> **Text**:
- Opening Delimiter -

Concerns About Social Security Instability Fuel Drop in Retirement Confidence - investmentnews.com; AMAC

Given the steadily rising media attention to Social Security’s looming insolvency, it should come as no surprise that workers–and even more so, retirees–are expressing growing anxiety about their ability to manage finances in retirement. A recent study by the Employee Benefit Research Institute (EBRI) and Greenwald Research amplified this, noting an across-the-board drop in confidence “… tied to inflation, debt, healthcare expenses and the long-term stability of Social Security and Medicare.”

InvestmentNews’ Steve Randall, in a post on their website today, examines these survey results through the lens of retirement planning, noting that “… retirees are increasingly worried about the future of Social Security and Medicare.” One of the results, Randall notes, is an increase in the number of workers delaying their planned retirement, while some are canceling their retirement plans altogether.

The EBRI/Greenwald study is but one example of the growing uneasiness caused by the continually surfacing news accounts of a substantial drop in monthly Social Security benefits–some suggest as large as 28%–projected to hit seniors and dependents about six years from now, perhaps sooner. Since this problem has been on the table for over four decades, with virtually no long-term corrective action, it’s understandable that skepticism among those most affected is mounting. Something needs to be done, and done sooner than later, so that effective changes can be implemented with as little shock and disruption as possible.

A Pathway to Solvency

The Association of Mature American Citizens (AMAC) has long focused on this problem and has developed a 15-point plan to address insolvency and preserve Social Security for generations to come. This plan, the AMAC Social Security Guarantee, is a thoroughly researched and well-balanced proposal that examines the entire Social Security structure and recommends a series of adjustments and formula changes to realign Social Security with the 21st-century economy.  

The AMAC plan, through relatively slight program modifications, would achieve solvency without payroll tax increases and would include changes to the age at which benefits are maximized, redistribution of cost-of-living adjustments, and modifications to the formulas for calculating payments to higher-income beneficiaries.  We also recommend an increase in the thresholds where benefits are subject to income tax and indexing of these thresholds annually to account for inflation, along with improved survivor benefits, eliminating the reduction in benefits for those choosing to work before full retirement age, and improved savings tools for future retirees, including a savings option that builds estate value.  

Further, the AMAC plan would guarantee solvency and pave the way for Social Security to honor the obligations to those who have earned their benefits through a lifetime of participation in the American workforce.

- Closing Delimiter -

Rewrite the Social Security text starting at "The EBRI/Greenwald study" and ending at "disruption as possible.", replacing "skepticism" with "doubt". The listing comes from a different source than the text.

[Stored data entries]
- Opening Delimiter -

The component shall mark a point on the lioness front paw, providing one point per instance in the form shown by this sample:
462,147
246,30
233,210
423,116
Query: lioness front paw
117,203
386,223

- Closing Delimiter -
- Opening Delimiter -

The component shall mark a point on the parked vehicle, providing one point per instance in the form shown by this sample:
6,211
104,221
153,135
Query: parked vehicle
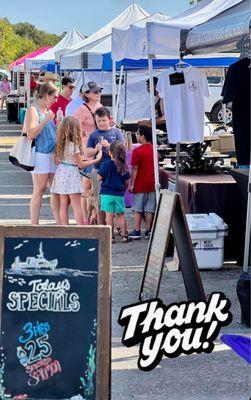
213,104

- Closing Delimiter -

> **Finished exercise**:
The EBRI/Greenwald study is but one example of the growing uneasiness caused by the continually surfacing news accounts of a substantial drop in monthly Social Security benefits–some suggest as large as 28%–projected to hit seniors and dependents about six years from now, perhaps sooner. Since this problem has been on the table for over four decades, with virtually no long-term corrective action, it’s understandable that doubt among those most affected is mounting. Something needs to be done, and done sooner than later, so that effective changes can be implemented with as little shock and disruption as possible.